Return every line of the listing below that contains the string "fork".

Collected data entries
++++++++++

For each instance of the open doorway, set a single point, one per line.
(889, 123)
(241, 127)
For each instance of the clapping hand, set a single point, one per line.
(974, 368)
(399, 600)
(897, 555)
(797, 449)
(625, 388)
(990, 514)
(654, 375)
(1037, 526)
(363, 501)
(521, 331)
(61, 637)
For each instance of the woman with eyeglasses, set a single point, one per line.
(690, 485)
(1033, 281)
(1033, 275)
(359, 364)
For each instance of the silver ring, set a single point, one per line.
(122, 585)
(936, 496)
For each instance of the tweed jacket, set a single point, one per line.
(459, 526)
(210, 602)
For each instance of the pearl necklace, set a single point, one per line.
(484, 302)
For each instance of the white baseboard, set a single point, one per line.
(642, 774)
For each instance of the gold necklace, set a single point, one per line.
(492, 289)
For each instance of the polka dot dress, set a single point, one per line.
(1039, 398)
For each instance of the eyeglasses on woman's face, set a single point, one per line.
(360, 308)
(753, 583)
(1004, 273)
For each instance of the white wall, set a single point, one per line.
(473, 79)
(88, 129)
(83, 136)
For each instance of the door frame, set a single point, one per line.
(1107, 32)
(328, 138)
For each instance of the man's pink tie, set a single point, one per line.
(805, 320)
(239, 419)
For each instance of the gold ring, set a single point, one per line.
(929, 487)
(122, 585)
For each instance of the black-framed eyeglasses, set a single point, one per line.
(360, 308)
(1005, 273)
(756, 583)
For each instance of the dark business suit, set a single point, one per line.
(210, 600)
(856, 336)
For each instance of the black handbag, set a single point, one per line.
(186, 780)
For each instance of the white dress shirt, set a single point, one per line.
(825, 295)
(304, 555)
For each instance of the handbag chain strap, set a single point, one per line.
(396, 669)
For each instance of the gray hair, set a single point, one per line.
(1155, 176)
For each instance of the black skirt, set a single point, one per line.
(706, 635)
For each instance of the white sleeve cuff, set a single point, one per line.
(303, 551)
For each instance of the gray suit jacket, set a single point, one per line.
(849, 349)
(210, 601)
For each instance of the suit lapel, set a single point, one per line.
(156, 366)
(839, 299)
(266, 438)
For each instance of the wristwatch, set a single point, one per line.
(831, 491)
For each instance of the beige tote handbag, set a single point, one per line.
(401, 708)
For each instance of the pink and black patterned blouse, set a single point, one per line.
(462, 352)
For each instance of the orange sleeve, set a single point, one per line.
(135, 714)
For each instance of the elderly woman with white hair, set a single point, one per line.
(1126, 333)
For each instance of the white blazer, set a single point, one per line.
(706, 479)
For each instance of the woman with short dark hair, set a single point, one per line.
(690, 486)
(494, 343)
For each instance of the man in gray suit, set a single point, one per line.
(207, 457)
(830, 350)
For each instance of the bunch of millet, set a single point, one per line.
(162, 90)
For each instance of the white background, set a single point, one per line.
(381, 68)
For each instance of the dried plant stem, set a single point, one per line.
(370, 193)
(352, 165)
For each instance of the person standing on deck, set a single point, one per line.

++++++++++

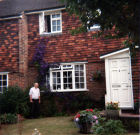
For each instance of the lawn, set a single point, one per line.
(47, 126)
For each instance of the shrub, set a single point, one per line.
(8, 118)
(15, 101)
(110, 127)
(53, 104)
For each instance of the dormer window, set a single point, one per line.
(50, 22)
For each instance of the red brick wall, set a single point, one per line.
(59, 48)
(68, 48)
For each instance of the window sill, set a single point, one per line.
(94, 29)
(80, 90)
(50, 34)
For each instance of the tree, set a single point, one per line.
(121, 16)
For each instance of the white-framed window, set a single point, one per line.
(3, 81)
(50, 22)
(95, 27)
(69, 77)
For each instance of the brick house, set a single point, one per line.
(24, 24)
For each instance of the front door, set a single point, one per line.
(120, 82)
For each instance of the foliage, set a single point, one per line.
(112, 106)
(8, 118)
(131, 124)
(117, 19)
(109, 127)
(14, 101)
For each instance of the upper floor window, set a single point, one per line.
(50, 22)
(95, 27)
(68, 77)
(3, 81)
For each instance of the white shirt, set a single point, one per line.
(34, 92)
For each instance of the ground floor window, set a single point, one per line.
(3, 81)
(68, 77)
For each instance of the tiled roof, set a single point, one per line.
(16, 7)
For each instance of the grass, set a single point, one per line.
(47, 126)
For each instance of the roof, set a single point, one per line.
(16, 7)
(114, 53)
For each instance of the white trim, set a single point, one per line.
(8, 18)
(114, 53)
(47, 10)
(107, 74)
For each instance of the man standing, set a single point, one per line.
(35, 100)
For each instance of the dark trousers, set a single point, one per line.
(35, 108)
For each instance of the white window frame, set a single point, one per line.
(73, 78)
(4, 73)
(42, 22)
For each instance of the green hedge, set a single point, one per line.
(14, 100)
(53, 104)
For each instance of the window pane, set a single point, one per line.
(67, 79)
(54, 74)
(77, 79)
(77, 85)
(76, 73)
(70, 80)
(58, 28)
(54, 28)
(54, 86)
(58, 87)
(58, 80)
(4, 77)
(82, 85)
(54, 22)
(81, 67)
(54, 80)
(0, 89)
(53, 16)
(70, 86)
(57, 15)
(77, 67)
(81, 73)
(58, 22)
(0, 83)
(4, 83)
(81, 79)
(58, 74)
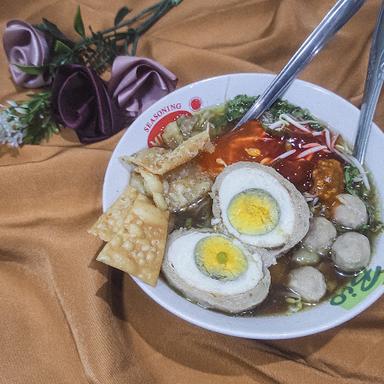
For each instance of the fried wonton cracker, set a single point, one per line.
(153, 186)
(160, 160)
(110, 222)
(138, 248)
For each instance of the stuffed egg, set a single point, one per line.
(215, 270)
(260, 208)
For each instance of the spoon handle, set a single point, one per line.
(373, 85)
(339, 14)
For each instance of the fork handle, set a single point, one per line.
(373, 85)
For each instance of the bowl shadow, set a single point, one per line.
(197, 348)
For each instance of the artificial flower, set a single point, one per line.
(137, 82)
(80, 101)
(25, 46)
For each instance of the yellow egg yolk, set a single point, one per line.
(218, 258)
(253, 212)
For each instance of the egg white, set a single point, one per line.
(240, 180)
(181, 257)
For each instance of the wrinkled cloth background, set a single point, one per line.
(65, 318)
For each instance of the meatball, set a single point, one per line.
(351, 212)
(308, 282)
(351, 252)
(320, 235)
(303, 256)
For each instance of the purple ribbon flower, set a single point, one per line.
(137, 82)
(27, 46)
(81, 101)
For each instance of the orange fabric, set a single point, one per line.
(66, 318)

++++++++++

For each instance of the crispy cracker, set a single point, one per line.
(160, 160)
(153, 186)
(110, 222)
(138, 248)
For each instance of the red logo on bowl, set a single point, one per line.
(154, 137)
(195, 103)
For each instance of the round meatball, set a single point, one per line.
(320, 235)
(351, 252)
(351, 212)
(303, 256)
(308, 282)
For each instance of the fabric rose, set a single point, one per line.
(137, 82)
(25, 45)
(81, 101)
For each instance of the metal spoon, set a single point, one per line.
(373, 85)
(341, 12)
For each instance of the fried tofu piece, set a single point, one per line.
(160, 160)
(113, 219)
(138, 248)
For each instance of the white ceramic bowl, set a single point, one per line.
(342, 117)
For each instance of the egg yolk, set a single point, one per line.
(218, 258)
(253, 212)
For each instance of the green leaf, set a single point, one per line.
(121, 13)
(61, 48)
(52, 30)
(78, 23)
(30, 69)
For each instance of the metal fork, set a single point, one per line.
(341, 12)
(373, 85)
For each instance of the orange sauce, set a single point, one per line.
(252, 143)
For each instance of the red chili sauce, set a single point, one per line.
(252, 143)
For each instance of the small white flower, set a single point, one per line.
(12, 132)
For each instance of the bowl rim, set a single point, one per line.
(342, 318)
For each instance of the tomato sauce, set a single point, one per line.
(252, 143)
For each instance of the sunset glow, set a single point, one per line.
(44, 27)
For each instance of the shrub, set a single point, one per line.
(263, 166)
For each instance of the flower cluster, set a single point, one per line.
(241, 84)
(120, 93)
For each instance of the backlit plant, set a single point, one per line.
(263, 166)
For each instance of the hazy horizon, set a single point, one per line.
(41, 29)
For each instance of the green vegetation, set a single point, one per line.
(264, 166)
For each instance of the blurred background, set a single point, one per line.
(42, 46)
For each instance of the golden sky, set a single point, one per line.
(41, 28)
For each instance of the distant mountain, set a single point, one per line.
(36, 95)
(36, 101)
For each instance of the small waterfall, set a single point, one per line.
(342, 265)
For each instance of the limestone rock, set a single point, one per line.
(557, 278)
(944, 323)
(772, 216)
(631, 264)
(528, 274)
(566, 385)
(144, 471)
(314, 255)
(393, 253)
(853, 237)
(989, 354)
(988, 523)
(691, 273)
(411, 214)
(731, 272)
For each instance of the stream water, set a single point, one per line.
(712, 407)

++++++++++

**Solution:**
For each instance of the fork handle, set a single point, one per line.
For each instance of the metal fork, set a single point, one per line.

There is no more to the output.